─── MATERIAL ───
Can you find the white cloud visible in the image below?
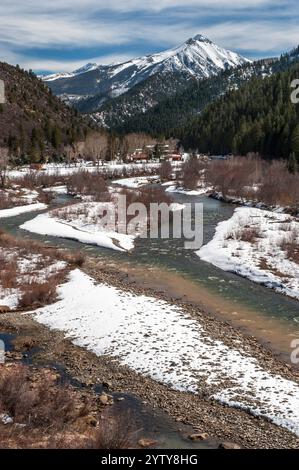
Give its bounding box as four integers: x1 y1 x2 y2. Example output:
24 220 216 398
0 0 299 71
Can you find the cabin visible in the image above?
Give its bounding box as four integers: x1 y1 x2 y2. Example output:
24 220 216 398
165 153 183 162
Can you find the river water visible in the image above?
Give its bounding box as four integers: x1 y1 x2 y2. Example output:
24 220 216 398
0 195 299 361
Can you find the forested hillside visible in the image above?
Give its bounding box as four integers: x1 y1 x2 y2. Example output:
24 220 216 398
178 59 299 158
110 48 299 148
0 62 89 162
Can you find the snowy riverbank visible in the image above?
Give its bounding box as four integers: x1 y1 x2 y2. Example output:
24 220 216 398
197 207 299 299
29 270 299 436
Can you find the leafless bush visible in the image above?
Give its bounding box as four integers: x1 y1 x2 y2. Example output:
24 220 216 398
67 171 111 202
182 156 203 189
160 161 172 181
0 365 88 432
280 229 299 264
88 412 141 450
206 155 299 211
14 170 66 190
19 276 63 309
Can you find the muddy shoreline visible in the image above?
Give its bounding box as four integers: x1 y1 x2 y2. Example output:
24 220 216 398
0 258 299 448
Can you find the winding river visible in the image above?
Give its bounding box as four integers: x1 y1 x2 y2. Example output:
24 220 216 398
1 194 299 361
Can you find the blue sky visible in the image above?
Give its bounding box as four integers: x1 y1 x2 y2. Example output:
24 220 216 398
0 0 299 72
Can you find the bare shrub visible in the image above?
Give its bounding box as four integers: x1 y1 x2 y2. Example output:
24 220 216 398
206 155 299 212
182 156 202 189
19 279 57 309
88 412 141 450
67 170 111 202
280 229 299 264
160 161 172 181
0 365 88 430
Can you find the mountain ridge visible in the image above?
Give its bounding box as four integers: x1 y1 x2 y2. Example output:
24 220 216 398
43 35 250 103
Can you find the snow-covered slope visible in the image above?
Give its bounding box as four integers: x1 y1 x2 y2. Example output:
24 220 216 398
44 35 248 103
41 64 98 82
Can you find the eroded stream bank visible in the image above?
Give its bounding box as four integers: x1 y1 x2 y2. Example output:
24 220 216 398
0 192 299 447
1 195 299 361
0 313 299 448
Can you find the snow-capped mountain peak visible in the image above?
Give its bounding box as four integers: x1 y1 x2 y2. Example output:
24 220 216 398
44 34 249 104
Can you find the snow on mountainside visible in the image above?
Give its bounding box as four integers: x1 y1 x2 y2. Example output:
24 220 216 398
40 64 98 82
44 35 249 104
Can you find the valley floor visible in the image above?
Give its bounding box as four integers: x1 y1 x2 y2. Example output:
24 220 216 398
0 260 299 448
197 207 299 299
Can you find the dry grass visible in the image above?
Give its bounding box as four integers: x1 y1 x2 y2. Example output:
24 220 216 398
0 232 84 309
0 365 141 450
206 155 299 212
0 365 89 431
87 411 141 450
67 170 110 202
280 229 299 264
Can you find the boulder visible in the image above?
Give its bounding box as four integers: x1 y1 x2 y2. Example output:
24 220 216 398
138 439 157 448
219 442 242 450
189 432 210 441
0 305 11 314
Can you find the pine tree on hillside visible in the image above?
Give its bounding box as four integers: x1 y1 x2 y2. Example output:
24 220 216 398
───
SET PROBLEM >> Edit the records from the line with "Can you find the forested" to the line with "0 258 299 448" by replacing "Example output" with "Sample output", and write out only those lines with nothing else changed.

EXERCISE OUTPUT >>
Can you find the forested hillside visible in the image above?
Give its bounding box as four integers: x1 y1 x2 y2. Sample output:
24 220 216 398
178 59 299 158
110 48 299 148
0 62 89 162
Can you find the snowy riverbank visible in the image above?
Give its bounding box as four integers: x1 y1 x2 y2. Sample output:
24 220 216 398
197 207 299 299
29 270 299 436
Can you find the leafless bush visible in the image above?
Give its bounding box as four integers: x1 y1 x2 y2. Sample output:
24 220 216 398
67 171 111 202
182 156 203 189
160 161 172 181
0 365 88 432
280 229 299 264
88 412 141 450
206 155 299 211
14 170 66 190
19 276 63 309
Can you find the muddy shoreline visible in the image above?
Give its bounding box as four integers: x1 y1 x2 y2. Sample output:
24 220 216 398
0 258 299 448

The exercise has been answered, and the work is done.